(Collection entries)
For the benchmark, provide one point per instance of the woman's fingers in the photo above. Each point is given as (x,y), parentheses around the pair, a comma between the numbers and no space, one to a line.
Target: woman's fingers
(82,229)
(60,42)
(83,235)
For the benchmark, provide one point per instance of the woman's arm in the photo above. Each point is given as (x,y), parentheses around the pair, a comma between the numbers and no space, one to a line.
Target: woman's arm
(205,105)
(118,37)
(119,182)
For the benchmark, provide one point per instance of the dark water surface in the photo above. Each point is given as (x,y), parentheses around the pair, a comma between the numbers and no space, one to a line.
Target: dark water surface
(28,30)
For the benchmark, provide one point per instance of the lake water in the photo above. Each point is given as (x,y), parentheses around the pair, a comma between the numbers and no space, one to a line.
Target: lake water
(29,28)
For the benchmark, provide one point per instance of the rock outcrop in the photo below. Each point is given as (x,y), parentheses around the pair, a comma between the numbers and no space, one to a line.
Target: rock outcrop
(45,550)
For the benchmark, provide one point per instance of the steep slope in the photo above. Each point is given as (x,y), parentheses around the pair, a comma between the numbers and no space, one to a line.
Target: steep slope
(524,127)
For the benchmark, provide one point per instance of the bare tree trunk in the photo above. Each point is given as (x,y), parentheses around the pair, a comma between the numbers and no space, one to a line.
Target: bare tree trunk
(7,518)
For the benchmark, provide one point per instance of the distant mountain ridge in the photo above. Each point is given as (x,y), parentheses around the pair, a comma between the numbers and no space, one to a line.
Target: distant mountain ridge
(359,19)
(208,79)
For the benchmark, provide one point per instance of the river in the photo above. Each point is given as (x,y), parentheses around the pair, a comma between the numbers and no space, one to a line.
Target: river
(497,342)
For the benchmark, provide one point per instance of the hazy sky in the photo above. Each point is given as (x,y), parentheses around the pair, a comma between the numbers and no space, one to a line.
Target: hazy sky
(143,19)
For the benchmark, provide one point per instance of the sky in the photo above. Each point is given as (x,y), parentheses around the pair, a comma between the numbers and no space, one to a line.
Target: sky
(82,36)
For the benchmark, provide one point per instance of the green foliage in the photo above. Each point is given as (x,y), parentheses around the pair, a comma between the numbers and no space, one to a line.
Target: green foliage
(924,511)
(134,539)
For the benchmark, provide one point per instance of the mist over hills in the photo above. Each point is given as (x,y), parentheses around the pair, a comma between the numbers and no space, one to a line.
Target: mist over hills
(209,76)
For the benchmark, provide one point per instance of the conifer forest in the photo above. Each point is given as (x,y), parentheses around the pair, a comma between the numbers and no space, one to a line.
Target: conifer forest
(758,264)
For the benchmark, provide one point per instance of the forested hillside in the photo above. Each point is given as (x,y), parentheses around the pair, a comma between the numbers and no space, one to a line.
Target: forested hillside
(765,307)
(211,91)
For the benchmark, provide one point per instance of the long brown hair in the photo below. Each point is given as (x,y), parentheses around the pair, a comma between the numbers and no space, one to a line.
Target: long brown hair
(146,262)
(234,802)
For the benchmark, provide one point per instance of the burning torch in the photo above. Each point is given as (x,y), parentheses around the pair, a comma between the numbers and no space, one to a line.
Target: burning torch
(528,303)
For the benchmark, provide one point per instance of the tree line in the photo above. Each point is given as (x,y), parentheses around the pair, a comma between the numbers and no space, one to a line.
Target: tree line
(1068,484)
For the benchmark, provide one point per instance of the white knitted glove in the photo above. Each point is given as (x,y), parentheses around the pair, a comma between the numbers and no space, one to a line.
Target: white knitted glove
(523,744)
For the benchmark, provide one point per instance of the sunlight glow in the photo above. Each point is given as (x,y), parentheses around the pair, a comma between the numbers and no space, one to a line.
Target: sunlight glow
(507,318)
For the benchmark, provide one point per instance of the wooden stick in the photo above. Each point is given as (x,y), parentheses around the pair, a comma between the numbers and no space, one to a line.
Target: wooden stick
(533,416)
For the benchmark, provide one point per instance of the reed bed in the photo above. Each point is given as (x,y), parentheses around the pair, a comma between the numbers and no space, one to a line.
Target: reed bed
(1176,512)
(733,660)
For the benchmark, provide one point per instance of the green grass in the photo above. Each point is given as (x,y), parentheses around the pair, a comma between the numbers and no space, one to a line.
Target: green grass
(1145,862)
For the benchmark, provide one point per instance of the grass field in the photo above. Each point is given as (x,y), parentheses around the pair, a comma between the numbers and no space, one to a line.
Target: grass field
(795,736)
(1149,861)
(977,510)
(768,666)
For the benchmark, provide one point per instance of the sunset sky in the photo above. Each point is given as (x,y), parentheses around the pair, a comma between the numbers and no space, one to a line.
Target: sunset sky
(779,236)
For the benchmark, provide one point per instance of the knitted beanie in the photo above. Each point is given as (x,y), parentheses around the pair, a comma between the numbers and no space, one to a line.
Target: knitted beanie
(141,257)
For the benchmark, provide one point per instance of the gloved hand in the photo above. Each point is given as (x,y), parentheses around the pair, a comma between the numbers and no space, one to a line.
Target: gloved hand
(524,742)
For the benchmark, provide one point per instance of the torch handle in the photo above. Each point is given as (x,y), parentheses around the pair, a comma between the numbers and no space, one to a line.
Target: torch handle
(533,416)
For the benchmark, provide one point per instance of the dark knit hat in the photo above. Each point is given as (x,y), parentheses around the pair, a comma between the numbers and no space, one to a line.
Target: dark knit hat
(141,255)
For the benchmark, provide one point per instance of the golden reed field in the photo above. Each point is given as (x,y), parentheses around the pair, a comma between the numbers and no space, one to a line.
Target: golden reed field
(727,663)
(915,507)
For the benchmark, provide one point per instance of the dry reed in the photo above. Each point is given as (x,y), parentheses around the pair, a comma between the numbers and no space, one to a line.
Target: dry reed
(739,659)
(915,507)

Exercise brief
The line containing "For the benchmark, provide one point per instance of the golden" and every line after it, through the end of the records, should be repeated exactly and alone.

Final answer
For the benchmark, provide one point per instance of the golden reed field in the photo above. Each point is given as (x,y), parentheses around the pair, a comma between the numbers and no space, one to a line.
Target: golden reed field
(727,663)
(915,507)
For the benchmark, provide one point per instance of the dry reed in the photo above. Each point is given as (x,y), parentheses around the pair, a comma between the numbers and no space, one to a line.
Target: dry reed
(739,659)
(915,507)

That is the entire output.